● Exercise details: Every line of the records below that holds the word "distant" should be copied out.

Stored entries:
== == ==
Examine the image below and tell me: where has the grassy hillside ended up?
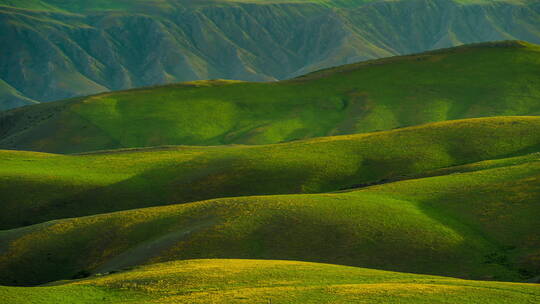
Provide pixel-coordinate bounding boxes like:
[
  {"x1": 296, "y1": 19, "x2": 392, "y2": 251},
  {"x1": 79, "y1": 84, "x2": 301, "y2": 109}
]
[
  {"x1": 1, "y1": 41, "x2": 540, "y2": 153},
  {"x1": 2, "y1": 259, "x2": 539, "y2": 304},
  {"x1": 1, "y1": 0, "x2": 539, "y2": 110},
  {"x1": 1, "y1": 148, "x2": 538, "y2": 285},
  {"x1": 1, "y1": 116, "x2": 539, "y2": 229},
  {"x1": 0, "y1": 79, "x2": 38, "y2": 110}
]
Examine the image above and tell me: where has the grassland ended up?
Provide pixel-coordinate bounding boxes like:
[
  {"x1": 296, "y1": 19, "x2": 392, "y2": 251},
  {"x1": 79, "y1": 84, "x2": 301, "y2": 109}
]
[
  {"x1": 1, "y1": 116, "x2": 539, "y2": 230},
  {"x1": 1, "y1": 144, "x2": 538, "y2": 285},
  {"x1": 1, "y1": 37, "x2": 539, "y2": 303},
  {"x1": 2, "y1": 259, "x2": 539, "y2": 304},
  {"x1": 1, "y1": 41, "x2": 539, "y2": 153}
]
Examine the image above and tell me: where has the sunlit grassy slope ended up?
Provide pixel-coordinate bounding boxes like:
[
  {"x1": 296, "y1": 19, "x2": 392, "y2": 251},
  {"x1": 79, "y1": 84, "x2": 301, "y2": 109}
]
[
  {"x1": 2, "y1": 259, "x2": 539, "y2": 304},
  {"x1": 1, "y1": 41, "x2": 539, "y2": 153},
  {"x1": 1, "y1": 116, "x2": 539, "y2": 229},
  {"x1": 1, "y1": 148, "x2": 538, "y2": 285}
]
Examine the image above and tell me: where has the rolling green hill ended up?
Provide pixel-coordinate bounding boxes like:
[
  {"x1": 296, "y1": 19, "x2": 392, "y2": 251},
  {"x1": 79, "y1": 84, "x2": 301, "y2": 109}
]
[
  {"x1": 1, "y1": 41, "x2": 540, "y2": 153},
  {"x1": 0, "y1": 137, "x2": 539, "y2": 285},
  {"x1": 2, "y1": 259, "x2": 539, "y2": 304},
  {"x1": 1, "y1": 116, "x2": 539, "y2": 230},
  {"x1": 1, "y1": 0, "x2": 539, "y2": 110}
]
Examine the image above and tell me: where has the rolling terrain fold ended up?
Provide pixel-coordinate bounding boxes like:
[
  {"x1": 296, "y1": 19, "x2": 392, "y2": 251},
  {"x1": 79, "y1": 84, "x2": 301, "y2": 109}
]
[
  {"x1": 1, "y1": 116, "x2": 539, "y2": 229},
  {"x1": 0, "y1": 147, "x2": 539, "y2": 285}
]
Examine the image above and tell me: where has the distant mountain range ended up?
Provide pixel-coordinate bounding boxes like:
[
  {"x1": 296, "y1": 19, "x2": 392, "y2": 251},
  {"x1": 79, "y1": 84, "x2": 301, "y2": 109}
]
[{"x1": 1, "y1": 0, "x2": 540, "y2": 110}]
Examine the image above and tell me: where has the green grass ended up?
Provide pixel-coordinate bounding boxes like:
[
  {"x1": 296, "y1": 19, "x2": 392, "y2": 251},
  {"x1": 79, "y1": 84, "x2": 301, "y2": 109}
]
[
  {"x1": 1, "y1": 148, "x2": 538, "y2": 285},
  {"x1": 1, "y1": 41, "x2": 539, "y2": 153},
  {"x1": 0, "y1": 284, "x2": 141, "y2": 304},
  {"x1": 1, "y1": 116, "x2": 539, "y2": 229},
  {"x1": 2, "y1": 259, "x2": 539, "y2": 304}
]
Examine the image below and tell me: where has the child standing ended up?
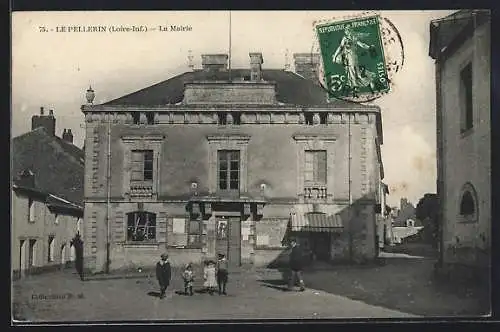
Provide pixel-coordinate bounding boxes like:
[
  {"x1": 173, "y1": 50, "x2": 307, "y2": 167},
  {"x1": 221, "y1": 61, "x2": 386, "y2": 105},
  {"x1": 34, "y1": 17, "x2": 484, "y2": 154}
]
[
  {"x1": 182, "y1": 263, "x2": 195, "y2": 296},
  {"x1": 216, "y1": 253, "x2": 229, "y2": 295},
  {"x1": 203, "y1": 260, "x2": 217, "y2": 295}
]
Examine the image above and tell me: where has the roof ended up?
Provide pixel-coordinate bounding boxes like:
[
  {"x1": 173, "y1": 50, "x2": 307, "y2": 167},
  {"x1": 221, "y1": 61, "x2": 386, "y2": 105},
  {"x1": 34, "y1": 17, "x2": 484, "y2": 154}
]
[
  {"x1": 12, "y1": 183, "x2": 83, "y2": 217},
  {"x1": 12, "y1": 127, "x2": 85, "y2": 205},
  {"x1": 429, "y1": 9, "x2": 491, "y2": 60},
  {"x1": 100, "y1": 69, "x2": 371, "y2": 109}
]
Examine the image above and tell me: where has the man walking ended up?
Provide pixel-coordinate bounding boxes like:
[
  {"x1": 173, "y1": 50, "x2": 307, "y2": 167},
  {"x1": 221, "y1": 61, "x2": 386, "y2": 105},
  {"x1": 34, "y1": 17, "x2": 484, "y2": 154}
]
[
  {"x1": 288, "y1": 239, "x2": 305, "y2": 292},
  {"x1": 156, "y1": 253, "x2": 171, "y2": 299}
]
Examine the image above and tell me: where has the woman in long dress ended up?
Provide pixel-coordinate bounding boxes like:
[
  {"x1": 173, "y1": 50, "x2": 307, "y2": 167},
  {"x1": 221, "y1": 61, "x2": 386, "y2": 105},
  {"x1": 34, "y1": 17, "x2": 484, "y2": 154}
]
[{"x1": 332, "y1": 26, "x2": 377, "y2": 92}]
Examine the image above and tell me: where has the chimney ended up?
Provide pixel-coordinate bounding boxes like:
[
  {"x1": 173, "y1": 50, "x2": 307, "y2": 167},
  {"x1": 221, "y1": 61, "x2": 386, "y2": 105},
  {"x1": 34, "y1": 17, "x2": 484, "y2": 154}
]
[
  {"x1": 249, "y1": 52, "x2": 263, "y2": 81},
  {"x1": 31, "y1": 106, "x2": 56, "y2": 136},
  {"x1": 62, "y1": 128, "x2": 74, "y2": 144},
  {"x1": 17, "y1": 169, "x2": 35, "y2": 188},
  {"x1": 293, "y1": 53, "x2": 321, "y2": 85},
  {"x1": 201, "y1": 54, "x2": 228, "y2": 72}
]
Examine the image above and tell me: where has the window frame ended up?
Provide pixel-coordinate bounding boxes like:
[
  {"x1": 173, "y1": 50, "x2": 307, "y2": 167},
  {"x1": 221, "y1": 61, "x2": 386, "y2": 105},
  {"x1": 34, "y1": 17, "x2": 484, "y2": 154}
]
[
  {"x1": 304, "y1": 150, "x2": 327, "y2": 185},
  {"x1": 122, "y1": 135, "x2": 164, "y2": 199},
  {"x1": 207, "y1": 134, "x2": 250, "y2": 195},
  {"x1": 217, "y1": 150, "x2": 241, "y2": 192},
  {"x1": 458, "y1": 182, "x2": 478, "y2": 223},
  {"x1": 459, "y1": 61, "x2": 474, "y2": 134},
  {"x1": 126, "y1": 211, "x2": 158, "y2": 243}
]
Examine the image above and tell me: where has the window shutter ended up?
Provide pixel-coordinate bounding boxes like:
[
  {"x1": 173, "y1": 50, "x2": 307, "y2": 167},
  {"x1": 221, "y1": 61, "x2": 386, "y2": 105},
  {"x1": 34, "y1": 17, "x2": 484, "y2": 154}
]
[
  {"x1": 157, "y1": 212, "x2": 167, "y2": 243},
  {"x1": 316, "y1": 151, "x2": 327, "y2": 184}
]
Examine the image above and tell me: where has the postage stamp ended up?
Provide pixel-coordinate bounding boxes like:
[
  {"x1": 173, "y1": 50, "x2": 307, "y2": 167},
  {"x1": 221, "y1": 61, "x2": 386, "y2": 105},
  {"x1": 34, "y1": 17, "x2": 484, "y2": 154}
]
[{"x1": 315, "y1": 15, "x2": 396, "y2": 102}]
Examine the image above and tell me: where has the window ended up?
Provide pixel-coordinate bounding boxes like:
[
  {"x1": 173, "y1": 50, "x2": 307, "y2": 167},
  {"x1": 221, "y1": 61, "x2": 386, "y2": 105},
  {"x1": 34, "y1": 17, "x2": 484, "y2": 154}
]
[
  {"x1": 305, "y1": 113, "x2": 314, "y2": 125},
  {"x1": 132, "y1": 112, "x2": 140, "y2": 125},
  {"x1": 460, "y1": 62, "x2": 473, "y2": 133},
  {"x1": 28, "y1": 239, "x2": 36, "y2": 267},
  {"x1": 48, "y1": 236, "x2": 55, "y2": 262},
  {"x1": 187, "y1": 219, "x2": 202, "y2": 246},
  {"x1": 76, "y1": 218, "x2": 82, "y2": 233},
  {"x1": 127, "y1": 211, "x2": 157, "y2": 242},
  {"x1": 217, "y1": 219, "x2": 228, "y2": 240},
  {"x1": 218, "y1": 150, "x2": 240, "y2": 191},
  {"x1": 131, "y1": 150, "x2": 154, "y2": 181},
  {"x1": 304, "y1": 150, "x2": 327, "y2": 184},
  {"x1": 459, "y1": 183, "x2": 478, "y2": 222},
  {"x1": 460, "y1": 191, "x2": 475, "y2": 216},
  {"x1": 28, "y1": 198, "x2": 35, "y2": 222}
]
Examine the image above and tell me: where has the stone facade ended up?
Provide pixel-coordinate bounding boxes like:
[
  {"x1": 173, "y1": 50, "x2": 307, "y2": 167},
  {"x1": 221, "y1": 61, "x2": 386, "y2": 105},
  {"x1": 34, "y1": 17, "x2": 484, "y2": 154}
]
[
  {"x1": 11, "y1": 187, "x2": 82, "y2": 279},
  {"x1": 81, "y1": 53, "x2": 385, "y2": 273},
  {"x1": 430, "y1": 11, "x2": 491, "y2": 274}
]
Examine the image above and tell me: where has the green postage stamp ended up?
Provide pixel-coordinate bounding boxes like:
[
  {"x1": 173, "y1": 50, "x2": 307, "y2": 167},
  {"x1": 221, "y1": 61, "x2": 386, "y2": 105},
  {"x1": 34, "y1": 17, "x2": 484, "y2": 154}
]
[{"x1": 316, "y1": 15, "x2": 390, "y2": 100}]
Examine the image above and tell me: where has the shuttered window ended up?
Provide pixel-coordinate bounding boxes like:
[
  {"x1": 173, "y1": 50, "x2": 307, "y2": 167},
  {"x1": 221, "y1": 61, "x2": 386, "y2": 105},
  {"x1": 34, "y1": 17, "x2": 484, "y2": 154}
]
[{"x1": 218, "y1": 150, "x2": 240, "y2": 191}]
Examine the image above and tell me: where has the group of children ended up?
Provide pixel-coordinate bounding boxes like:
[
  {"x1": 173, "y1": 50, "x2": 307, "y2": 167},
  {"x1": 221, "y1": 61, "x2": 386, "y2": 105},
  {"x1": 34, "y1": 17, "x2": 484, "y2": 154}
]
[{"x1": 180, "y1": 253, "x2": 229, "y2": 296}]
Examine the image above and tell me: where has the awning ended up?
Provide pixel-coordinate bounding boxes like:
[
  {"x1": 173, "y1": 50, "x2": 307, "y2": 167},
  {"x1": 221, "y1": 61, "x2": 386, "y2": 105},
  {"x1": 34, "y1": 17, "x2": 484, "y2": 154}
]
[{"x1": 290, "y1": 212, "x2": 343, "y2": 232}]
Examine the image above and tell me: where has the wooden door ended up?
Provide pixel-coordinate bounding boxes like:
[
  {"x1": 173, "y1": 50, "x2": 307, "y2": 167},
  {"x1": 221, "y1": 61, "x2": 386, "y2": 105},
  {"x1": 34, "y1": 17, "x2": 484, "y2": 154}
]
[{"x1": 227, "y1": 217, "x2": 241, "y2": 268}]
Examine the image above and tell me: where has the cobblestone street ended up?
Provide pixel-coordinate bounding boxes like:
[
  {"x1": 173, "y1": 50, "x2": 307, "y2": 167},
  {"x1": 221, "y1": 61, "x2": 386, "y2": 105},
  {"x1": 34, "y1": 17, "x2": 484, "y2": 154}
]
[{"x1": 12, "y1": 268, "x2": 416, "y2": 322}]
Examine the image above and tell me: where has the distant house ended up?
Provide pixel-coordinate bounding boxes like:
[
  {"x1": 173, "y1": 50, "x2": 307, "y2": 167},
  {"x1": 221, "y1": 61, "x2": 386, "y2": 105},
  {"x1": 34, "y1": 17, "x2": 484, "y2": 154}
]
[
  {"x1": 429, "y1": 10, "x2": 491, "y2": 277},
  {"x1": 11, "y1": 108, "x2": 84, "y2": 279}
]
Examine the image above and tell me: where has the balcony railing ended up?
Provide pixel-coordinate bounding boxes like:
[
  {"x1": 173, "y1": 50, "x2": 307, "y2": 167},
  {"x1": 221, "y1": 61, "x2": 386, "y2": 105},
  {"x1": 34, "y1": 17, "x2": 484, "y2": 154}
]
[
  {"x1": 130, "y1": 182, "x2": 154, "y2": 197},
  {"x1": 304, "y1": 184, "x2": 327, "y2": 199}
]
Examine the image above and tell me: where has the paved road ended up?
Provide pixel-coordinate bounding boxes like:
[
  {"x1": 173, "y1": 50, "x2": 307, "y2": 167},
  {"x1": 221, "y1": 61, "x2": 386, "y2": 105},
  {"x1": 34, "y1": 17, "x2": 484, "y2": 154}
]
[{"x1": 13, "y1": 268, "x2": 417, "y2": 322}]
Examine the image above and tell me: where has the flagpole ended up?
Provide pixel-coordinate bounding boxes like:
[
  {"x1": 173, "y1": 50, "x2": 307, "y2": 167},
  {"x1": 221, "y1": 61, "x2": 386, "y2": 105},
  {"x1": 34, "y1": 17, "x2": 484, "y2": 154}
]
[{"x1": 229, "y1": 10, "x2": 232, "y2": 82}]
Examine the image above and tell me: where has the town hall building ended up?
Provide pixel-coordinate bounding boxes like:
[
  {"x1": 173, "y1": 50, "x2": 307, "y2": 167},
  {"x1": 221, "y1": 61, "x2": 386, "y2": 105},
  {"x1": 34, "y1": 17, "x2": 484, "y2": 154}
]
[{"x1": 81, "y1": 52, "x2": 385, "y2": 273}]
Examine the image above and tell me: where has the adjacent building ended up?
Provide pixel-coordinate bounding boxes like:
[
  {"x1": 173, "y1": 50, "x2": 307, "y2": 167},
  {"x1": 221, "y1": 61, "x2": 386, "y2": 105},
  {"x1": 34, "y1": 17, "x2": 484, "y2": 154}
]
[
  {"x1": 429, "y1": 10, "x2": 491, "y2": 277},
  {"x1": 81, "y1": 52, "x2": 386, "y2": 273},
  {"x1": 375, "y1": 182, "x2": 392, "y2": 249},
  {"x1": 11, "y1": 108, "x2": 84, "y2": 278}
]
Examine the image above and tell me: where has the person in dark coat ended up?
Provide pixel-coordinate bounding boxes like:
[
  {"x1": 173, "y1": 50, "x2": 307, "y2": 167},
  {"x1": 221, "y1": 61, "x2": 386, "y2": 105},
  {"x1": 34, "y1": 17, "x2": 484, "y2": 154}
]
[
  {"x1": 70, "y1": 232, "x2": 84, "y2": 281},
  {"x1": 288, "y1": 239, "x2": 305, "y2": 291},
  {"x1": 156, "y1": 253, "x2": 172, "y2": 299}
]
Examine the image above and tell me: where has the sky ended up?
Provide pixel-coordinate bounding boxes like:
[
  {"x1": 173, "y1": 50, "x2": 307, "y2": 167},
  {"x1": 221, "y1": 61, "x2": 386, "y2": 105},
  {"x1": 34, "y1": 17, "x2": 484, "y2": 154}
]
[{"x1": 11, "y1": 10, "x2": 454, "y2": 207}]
== == ==
● Result of this exercise:
Examine the image above and tell me: where has the distant mountain range ended up?
Examine the image above and tell me: where has the distant house ended up?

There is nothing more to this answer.